Your task »
Exclude images and print all the records verbatim.

Records provided »
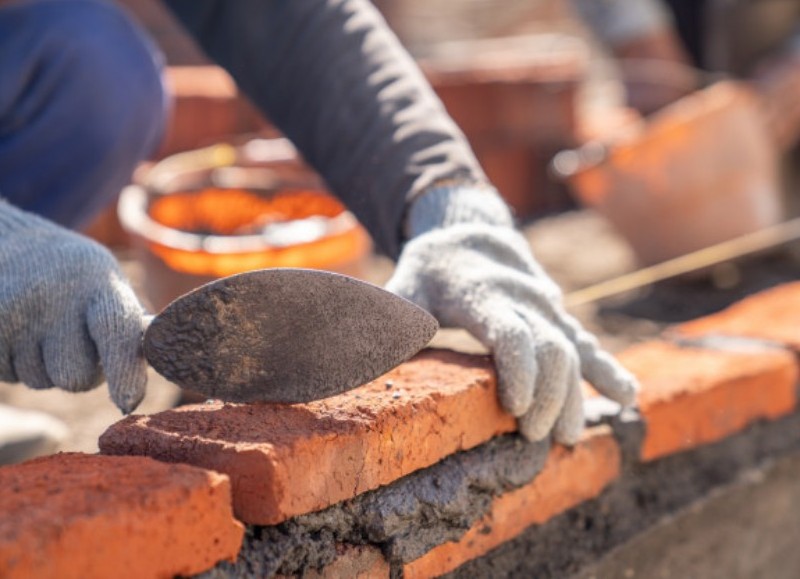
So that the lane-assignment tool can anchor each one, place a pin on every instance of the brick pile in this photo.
(417, 474)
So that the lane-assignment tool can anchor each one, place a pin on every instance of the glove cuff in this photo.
(443, 206)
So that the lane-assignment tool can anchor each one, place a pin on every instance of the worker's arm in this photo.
(332, 76)
(336, 81)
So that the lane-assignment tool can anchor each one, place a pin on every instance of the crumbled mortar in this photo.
(643, 495)
(405, 519)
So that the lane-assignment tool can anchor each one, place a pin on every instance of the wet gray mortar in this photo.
(438, 504)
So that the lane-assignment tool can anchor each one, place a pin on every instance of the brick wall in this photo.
(419, 474)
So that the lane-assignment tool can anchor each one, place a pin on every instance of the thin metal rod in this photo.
(762, 239)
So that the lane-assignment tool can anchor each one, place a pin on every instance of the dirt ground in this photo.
(578, 248)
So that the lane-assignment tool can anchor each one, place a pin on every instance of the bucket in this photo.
(215, 212)
(699, 172)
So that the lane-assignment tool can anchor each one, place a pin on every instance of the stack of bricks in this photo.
(417, 474)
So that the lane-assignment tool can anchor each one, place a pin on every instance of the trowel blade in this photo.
(284, 335)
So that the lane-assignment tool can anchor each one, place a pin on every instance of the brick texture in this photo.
(773, 315)
(694, 396)
(207, 108)
(354, 562)
(82, 516)
(289, 460)
(569, 477)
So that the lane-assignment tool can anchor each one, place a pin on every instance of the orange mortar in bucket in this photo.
(191, 235)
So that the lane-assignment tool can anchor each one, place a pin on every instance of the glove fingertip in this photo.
(532, 431)
(128, 388)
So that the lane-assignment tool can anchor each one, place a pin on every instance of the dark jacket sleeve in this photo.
(336, 81)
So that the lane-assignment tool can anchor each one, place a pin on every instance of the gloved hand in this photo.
(68, 316)
(467, 265)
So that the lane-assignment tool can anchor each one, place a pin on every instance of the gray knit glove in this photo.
(468, 266)
(68, 314)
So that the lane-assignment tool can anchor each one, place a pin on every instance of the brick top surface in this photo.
(667, 371)
(692, 396)
(772, 315)
(286, 460)
(77, 515)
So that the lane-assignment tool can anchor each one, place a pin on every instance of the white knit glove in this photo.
(68, 315)
(468, 266)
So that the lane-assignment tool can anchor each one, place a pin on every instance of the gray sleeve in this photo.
(618, 21)
(337, 82)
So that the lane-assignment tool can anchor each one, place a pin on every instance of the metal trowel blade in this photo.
(284, 335)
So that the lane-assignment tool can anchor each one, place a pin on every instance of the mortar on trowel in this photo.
(214, 212)
(697, 173)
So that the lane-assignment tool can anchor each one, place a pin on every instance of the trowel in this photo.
(284, 335)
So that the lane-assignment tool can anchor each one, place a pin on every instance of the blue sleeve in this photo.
(336, 81)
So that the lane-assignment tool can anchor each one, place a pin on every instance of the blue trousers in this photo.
(81, 103)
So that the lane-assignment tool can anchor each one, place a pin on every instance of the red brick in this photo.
(569, 477)
(694, 396)
(353, 562)
(82, 516)
(288, 460)
(773, 315)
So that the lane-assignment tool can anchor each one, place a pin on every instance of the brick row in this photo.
(83, 516)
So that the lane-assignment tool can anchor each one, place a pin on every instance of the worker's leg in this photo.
(81, 103)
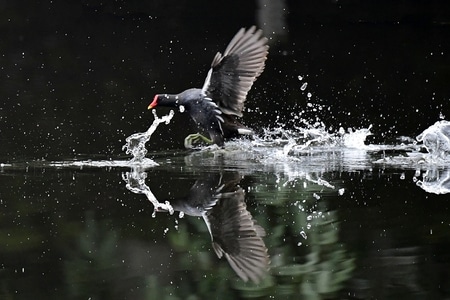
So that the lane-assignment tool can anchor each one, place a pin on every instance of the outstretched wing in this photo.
(236, 236)
(232, 74)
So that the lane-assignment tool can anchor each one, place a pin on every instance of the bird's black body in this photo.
(215, 107)
(235, 235)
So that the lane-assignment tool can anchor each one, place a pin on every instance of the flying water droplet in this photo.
(303, 234)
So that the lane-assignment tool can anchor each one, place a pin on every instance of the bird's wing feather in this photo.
(236, 236)
(232, 74)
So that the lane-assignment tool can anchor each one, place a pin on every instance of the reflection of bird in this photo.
(234, 233)
(215, 107)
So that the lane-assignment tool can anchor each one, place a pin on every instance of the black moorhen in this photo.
(216, 105)
(234, 233)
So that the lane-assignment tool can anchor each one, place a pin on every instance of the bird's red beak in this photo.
(154, 103)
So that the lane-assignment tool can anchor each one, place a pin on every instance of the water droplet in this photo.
(303, 234)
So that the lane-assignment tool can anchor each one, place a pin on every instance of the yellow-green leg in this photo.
(194, 138)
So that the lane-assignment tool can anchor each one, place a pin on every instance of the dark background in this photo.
(76, 76)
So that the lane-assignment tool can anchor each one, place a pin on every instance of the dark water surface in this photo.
(342, 220)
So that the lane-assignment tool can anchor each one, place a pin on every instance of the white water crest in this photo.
(135, 179)
(436, 139)
(136, 142)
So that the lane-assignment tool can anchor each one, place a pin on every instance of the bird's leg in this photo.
(195, 137)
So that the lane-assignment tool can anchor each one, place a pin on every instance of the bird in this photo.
(234, 233)
(216, 107)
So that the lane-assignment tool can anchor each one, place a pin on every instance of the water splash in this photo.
(436, 139)
(135, 179)
(135, 182)
(135, 143)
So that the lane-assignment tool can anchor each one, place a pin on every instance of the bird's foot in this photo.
(195, 138)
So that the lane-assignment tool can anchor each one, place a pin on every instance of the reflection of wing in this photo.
(236, 236)
(201, 196)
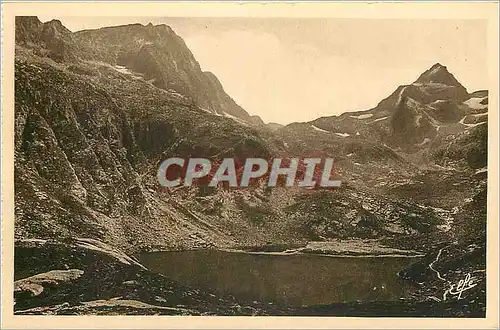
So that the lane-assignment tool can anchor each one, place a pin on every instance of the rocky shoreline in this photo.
(85, 276)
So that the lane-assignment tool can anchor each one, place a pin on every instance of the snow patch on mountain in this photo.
(319, 129)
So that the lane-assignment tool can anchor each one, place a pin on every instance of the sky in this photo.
(294, 70)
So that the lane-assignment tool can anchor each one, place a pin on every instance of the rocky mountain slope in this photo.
(97, 111)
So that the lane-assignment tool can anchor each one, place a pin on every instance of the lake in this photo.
(294, 280)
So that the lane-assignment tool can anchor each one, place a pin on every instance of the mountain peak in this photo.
(438, 73)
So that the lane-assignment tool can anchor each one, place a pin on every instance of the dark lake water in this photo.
(294, 280)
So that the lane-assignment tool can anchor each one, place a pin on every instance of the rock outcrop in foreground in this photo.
(97, 111)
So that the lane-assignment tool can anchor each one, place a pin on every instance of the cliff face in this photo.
(98, 110)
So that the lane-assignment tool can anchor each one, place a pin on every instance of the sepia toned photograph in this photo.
(250, 166)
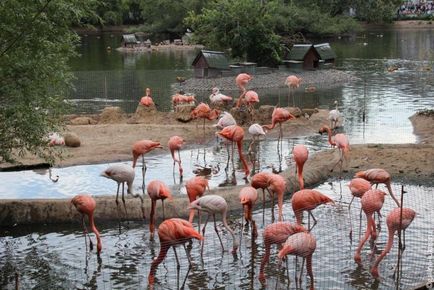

Written response »
So that the lane-assignment tool can anchor each one, place a pin on every instance of the brick pile in this photo.
(417, 474)
So that the lane-assignment tool can anchor each one, place a pin on every instance of the glove cuff in this photo.
(443, 206)
So that the lane-assignment tool can anchor each one, place a pin on every instance of the worker's arm in this photo.
(332, 76)
(336, 81)
So that the lane-assignment tool can anchor each one, place a pin on every instance of the crumbled mortar in this photo.
(643, 495)
(405, 519)
So that the lane-assignment tool can anchor each one, place a pin on every instance of the wet gray mortar in this photo.
(438, 504)
So that the lane-assignment tool can anchor each one, place a pin on every instance of the brick wall in this photo.
(419, 474)
So that the lane-assignment tool can anchor each one, place a pin on every instance of the thin metal rod in this photo.
(762, 239)
So that the lane-assignment tool can anchor each one, place a pin on every instance of the dirt ground in this photo.
(578, 248)
So that the lane-assignment tool can anchor each one, place a pin on every instance of the bucket in this photo.
(215, 212)
(699, 172)
So that the lane-assignment tool can anchor each one, place a pin on every instance of the stack of bricks in this photo.
(417, 474)
So that the lane-assignment tool can anchor each one, place a pin on every instance of the trowel blade in this photo.
(284, 335)
So that the lane-assignment tool can anchor each one, place a pin on every instance of the brick texture in this photo.
(773, 315)
(694, 396)
(207, 108)
(354, 562)
(82, 516)
(289, 460)
(569, 477)
So that the lane-assignment tool can anchor each one, place a pin on every instance of the orange mortar in bucket in this photo.
(191, 235)
So that the lane-assignment tool can anchor each one, place a pin on every instance of the glove fingertip in this photo.
(532, 431)
(128, 388)
So that the lane-assignment tool can anchor each one, place a pin on every instance of the dark jacket sleeve in this photo.
(336, 81)
So that the lane-assignment tool can anchor each one, place a pin on every instance of the gloved hand in this photo.
(68, 316)
(467, 265)
So that the lane-assignment tool can anchor each one, place a pin on every instance of the gray knit glove in this photo.
(468, 266)
(68, 314)
So that the lane-assignment tool can anchor each one, place a pin on every instance of the brick top surface in this photo.
(667, 371)
(692, 396)
(772, 315)
(286, 460)
(77, 515)
So that the lane-assignment tool can anchor each one, place a pin on every instance of the white knit glove in this photo.
(68, 315)
(468, 266)
So that the lane-assignment tool can anchor each one, place a pin on every instance of the gray sleeve in this photo.
(618, 21)
(337, 82)
So that the lane-assignment tool can anchor each one, place a pin on every instance of the metal trowel blade in this photo.
(284, 335)
So that the lane-assignment tool can anchor each one, place a pin on every instance of the mortar on trowel in this photo.
(214, 212)
(697, 173)
So that the lane-assignment tool can anchor each one, place a pin on every instance of the trowel in this photo.
(284, 335)
So that the lane-assignment tool can anchor each one, place a pin on every instance of the blue sleeve in this photo.
(336, 81)
So that the lane-assignment tool can anchor each one, place a pin on every instance of the blue trousers in this photo.
(81, 103)
So that the lane-assignment tool can anchor each one, place a pin on every instance of the red brick in this photo.
(569, 477)
(694, 396)
(353, 562)
(82, 516)
(288, 460)
(773, 315)
So that the lane-assignment tool can anchor each one, place a pin on every instance of the brick row in this photo.
(83, 516)
So that the lane-assignment tool can anchor each one, place a pin on every instance of the worker's leg in this photo.
(81, 103)
So that the lane-assignment tool can anchor each one, place a pin on every instance of the outstretched wing in this photo.
(236, 236)
(232, 74)
So that the lane-assignment tool can anchor each one, place a pin on every instance of the bird's black body in this photo.
(215, 107)
(235, 235)
So that the lane-assignment tool can anchor each one, place a pin on every instance of the flying water droplet in this photo.
(303, 234)
So that the lane-assignment tool can anchor each one, place a pin on every instance of the bird's wing feather in this photo.
(236, 236)
(232, 74)
So that the lane-assignment tool can anchor each one, place a pin on every instance of the reflection of bird in this photo.
(234, 233)
(215, 107)
So that the lane-assignment tool can anchor each one, place a pin on every instance of the black moorhen in this photo.
(216, 105)
(234, 233)
So that the lane-assignment tool can anchor each one, place a pin on every instance of the bird's red beak in this photo.
(154, 103)
So that the lane-assignment tool can anchor each one, place a pin on every instance of the water droplet in this photo.
(303, 234)
So that the lane-assignment tool can anchor each one, place a pin on every instance of the yellow-green leg in this photo.
(194, 138)
So that the lane-assignment tool can anchor each one, place a pin on every instance of the dark background in this photo.
(76, 76)
So that the lane-assignment tool can anchor each one, place a pin on every instance of the dark water surface in this photo.
(342, 220)
So that the lane-assignment tool can anchor each one, place a pin on every instance of the white water crest in this photo.
(135, 179)
(436, 139)
(136, 142)
So that the lane-assignment tool can anchor each one, place a pin on every instance of the bird's leg in this photo.
(195, 137)
So that the lane-assignment tool can anchor each one, place a pin on every instance of the bird in this photo.
(234, 233)
(216, 107)
So that the lane-assignment tool can anchor each one, place a pin on every instance of the water splash in this photo.
(436, 139)
(135, 179)
(135, 182)
(135, 143)
So that the lane-assignment tool can anchor each one, place a pin on every instance of the bird's foot in this photo.
(195, 138)
So that the lane-assignment tool can anchor each one, place a pin on every instance of the reflection of wing in this photo.
(236, 236)
(201, 196)
So that the lane-assignment tool can anchor each one, place a pin on every instance of the rocky shoreline in this photo.
(85, 276)
So that the lane-assignment tool can anchor each one, place a pin on every instance of the snow patch on mountain in this photo.
(319, 129)
So that the lane-assignment tool can anchor each one, place a pin on every instance of the sky in this photo.
(294, 70)
So that the lane-assignment tool can anchor each one, place a pin on every instance of the rocky mountain slope in this photo.
(97, 111)
So that the lane-assignment tool can anchor each one, place a pin on every instance of the lake in this photo.
(294, 280)
So that the lane-assignment tool can anchor each one, place a pin on every instance of the mountain peak in this photo.
(438, 73)
So that the lane-assignment tool can anchor each one, place a pin on every instance of the dark lake water in this photo.
(294, 280)
So that the lane-assignment tool can anchor each one, place a pin on every instance of the rock outcrop in foreground in this photo.
(97, 111)
So that the lane-assignment tool can anchor each one, place a pin on every instance of the cliff face in this photo.
(98, 110)
So that the lane-assignment tool can anchor each one, place a pin on every instance of the sepia toned photograph in this photo.
(250, 166)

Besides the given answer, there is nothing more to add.